Here is a listing. Write it all out again exactly, but not its pictures.
*** Dataset content Section Begins ***
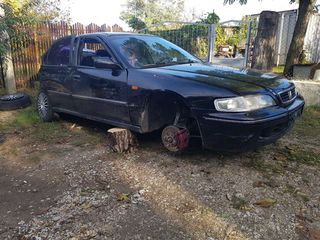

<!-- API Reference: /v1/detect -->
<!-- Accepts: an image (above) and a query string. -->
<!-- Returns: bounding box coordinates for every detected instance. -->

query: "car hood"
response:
[144,63,292,94]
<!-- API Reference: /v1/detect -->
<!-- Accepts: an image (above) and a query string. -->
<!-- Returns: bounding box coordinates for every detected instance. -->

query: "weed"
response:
[231,194,251,211]
[14,107,40,126]
[281,148,320,165]
[272,66,284,74]
[292,106,320,137]
[246,156,285,174]
[80,188,96,197]
[284,184,296,194]
[284,184,310,202]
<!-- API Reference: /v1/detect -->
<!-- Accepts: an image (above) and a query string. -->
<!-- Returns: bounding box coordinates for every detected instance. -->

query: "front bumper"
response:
[192,97,304,151]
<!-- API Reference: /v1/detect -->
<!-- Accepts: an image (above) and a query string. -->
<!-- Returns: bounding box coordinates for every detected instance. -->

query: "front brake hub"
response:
[161,125,189,152]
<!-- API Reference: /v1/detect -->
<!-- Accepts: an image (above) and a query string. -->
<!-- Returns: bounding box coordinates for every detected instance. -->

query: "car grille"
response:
[278,87,296,104]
*** Dataset content Section Ends ***
• Result of this exercise:
<!-- API Reference: /v1/detect -->
<!-- Accepts: an image (above) and a query string. -->
<!-- Returns: bounding box coordinates for every detected instance. -->

query: "car hood"
response:
[144,63,292,94]
<!-- API Reference: /v1/detect -->
<!-- Accepts: an image (above) and a query string. -->
<!-- Returns: bounding box coordinates for every detected instance. -->

query: "weed"
response:
[231,194,251,211]
[14,107,40,126]
[281,148,320,165]
[272,66,284,74]
[292,106,320,137]
[246,156,285,174]
[80,188,96,197]
[284,184,296,194]
[284,184,310,202]
<!-- API Reference: /v1/detect -->
<!-- Accepts: an image (above) and a query string. -->
<!-- Returns: bounding box coordinates for every detected instance. -->

query: "front bumper"
response:
[192,97,304,151]
<!-- API Reference: /v1/detect -->
<!-- Accepts: an image (above) and a query string. -->
<!-- Returns: bounding box coordinates for every detected instance. -->

query: "front brake hub"
response:
[161,125,189,152]
<!-- API Reference: /v1/detect -->
<!-- Accepts: an image (above) and a query string. -->
<!-- Returns: bounding box coordinates for every detected instance. -->

query: "car grille"
response:
[278,87,296,104]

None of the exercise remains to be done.